Records from a data collection:
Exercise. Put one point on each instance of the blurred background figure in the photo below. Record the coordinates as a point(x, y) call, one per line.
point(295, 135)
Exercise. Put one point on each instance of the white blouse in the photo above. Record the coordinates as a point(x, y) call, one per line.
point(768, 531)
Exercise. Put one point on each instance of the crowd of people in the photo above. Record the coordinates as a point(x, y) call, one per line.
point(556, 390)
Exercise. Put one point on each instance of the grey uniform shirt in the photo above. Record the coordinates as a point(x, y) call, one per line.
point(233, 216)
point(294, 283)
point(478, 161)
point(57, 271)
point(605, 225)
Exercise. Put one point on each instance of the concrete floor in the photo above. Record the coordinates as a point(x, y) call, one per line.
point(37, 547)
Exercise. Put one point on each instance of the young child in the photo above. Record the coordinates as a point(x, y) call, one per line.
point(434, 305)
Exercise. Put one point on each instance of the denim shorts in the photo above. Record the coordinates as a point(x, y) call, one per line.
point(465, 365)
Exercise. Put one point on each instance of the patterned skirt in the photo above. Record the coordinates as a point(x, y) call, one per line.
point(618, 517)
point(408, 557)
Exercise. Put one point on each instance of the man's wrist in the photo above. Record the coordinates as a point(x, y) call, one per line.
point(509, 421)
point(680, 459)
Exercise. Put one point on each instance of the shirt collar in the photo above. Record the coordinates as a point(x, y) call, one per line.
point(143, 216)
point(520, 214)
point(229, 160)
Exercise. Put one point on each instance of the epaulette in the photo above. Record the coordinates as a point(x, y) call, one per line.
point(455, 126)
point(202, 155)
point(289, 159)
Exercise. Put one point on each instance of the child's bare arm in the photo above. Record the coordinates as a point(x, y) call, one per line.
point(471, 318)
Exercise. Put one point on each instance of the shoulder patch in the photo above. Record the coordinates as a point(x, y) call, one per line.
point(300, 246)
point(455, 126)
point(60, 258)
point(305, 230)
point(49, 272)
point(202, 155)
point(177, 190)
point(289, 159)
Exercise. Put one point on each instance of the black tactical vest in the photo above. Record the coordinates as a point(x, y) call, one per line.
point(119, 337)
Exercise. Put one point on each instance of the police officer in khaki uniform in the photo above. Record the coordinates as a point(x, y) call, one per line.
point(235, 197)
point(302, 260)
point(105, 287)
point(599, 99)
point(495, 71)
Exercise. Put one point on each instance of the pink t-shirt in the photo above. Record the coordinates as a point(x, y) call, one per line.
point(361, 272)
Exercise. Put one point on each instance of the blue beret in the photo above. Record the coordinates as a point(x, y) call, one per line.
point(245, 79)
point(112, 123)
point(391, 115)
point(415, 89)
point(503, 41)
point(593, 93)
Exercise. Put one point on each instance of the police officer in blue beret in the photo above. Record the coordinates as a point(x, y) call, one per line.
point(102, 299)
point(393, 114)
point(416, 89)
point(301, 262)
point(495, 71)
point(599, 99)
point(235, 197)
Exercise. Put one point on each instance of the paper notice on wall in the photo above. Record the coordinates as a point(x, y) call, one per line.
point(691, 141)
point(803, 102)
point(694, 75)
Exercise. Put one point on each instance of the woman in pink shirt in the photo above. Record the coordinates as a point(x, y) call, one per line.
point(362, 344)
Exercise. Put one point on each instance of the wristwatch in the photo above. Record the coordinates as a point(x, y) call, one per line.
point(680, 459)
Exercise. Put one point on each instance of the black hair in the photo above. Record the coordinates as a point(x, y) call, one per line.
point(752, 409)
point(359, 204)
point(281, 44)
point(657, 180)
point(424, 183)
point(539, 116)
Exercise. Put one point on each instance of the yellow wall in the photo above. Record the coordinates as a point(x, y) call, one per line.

(Instructions for the task) Please set down all the data word for word.

(Answer for the task)
Exercise. Put one point on each instance of the blurred background figure in the photo below. Record the coordinates as a point(x, y) call, one per line.
point(295, 135)
Exercise. Put one point on each instance of the white blouse in the photo above. Record the coordinates as a point(x, y) call, one per line.
point(768, 531)
Exercise. Put one point on each instance of the crowd of people in the photo above. Record the coordinates as a point(x, y) call, one per line.
point(556, 390)
Exercise. Put one point on each instance of the grey uniform shirt in the photo above. Record the coordinates as a point(x, y) call, one per line.
point(233, 216)
point(294, 283)
point(478, 161)
point(57, 271)
point(605, 225)
Exercise. Put one point on each instance of the concrete floor in the photo above. Record the coordinates as a point(x, y) call, one per line.
point(37, 547)
Exercise. Put one point on each instance of the young child in the photo above. Record the coordinates as a point(x, y) call, one per line.
point(434, 305)
Exercise. Put one point on each instance of the denim shorts in the photo above. Record the coordinates as a point(x, y) call, one per line.
point(465, 365)
Exercise. Put one point on each instance of the patterned skirt in the photo above. Record the coordinates as a point(x, y) call, one per line.
point(618, 517)
point(408, 557)
Exercise. Put one point on each instance of the man's wrist in the photo above. Record the coordinates as a point(x, y) call, one per line.
point(509, 421)
point(680, 459)
Exercise. Put one point on each instance of the shirt collar in the photo above. Record the coordinates as a point(x, y) call, one per line.
point(143, 216)
point(520, 214)
point(229, 160)
Exercise. Put one point on each instance of the epaulette in the photo above. Record the coordinates as a point(x, y) call, one per line.
point(455, 126)
point(202, 155)
point(289, 159)
Exercise. Put one point on each instance of the child's bare arm in the photo above. Record the coordinates as a point(x, y) call, one per line.
point(471, 318)
Exercise. Put one point on each instance of the shoulder patch in the photo above. Record the coordinates as a point(x, y) call, one per line.
point(300, 246)
point(455, 126)
point(60, 258)
point(305, 230)
point(49, 272)
point(202, 155)
point(177, 190)
point(289, 159)
Exercise. Put one point on each instance of the black tactical vest in the photo above. Record the coordinates as a point(x, y) call, one per line.
point(119, 337)
Exercise. Put one point on each instance of the police officer in khaki uniform in the photo above. Record the coordinates as a point(x, y) call, one per line.
point(235, 197)
point(302, 260)
point(105, 287)
point(599, 99)
point(495, 71)
Exercise. Put one point on each instance of the pink t-shirt in the photo above. Record the coordinates as a point(x, y) call, one per line.
point(361, 272)
Exercise. Put one point on each instance of the blue beret in the photo above. Record the coordinates as a point(x, y) call, one per line.
point(245, 79)
point(112, 123)
point(391, 115)
point(415, 89)
point(503, 41)
point(593, 93)
Exercise. Put one point on each instance of the police officer in blue beret in the photo above. Record the coordinates as a point(x, y) call, one per line.
point(102, 299)
point(393, 114)
point(416, 89)
point(301, 262)
point(495, 71)
point(599, 99)
point(235, 197)
Exercise. Put one point on each instance of the paper notice on wall in the photo above. Record the coordinates as a point(x, y) call, one per line.
point(691, 141)
point(803, 102)
point(694, 75)
Exercise. Put one point on each instance of the woman in pink shirt in the photo above. Record the coordinates as a point(x, y) call, one per line.
point(362, 344)
Exercise. Put one point on each instance of the wristwatch in the photo above. Record the coordinates as a point(x, y) call, one per line.
point(680, 459)
Exercise. Put one point on each instance of the black hair in the photo above. Record the coordinates as a point(x, y) call, one per line.
point(752, 409)
point(359, 204)
point(281, 44)
point(657, 180)
point(424, 183)
point(539, 116)
Exercise. Put one point on each instance of the yellow wall in the photo above. Record the coordinates as a point(x, y) call, one per line.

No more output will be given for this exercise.